= Document text =
Government has spent £639m on public inquiries over the last 30 years and increasingly relies on them to examine major incidents and tragedies. But a new report finds that the process for following up on recommendations is inadequate.

Government must systematically set out how it will respond to inquiry recommendations, and Parliament must take the lead in holding government to account by requiring it to provide yearly progress updates to select committees.

Published yesterday by the Institute for Government, How public inquiries can lead to change, finds that of the 68 public inquiries that have taken place since 1990, only six have been fully followed-up by select committees to see what government did as a result of the inquiry. 

Yet inquiries are being used now more than ever before: in the last decade at least six inquiries have been running at any one time. There are eight currently underway including the Grenfell Tower Inquiry, the Independent Inquiry into Child Sexual Abuse and the Contaminated Blood Inquiry.

The report also finds that inquiries take too long to publish any findings, with one in seven taking five years or longer to release their final report.

Inquiries have delivered valuable changes in the past, from effective gun control after the Dunblane massacre to the creation of the Rail Accident Investigation Branch after the Ladbroke Grove and Southall rail crashes. But there are no formal checks or procedures in place to make sure all public inquiries bring about meaningful change. 

To ensure public inquiries can lead to real change, the report calls for: 

  • government to systematically explain how it is responding to inquiry recommendations
  • select committees to examine annual progress updates from government on the state of implementation
  • public inquiries to publish interim reports in the months, rather than years, after events
  • expert witnesses to be involved in developing the recommendations of inquiries.

= Request 1 =
Copy the passage of the article on public inquiries from "Government must systematically" up to and including "Contaminated Blood Inquiry.".

= Extracted entries =
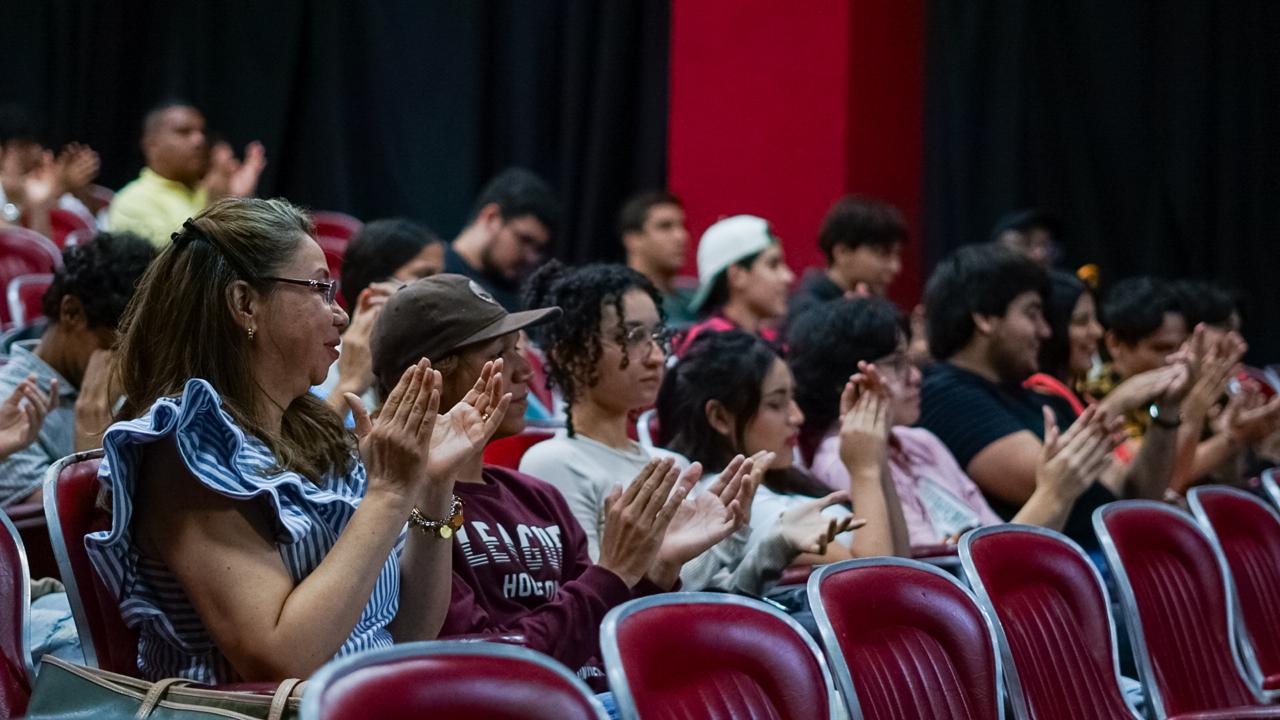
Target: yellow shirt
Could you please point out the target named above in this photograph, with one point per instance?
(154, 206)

---

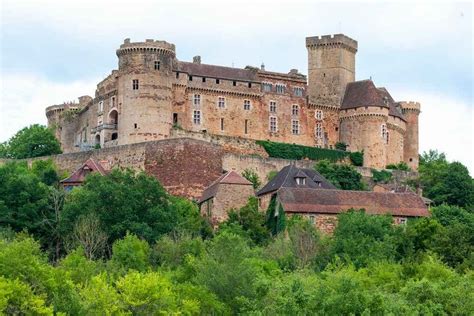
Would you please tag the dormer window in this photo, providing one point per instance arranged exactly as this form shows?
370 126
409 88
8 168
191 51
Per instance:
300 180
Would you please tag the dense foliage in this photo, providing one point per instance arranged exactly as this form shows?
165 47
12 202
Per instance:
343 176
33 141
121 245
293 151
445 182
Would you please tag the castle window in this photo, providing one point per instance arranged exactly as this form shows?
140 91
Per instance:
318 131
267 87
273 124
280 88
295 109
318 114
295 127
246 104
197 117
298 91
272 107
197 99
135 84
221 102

= Request 2 =
How many lines of the entries contain the string "window"? Reply with the number only.

= Response 1 =
Government must systematically set out how it will respond to inquiry recommendations, and Parliament must take the lead in holding government to account by requiring it to provide yearly progress updates to select committees.

Published yesterday by the Institute for Government, How public inquiries can lead to change, finds that of the 68 public inquiries that have taken place since 1990, only six have been fully followed-up by select committees to see what government did as a result of the inquiry. 

Yet inquiries are being used now more than ever before: in the last decade at least six inquiries have been running at any one time. There are eight currently underway including the Grenfell Tower Inquiry, the Independent Inquiry into Child Sexual Abuse and the Contaminated Blood Inquiry.

= Response 2 =
2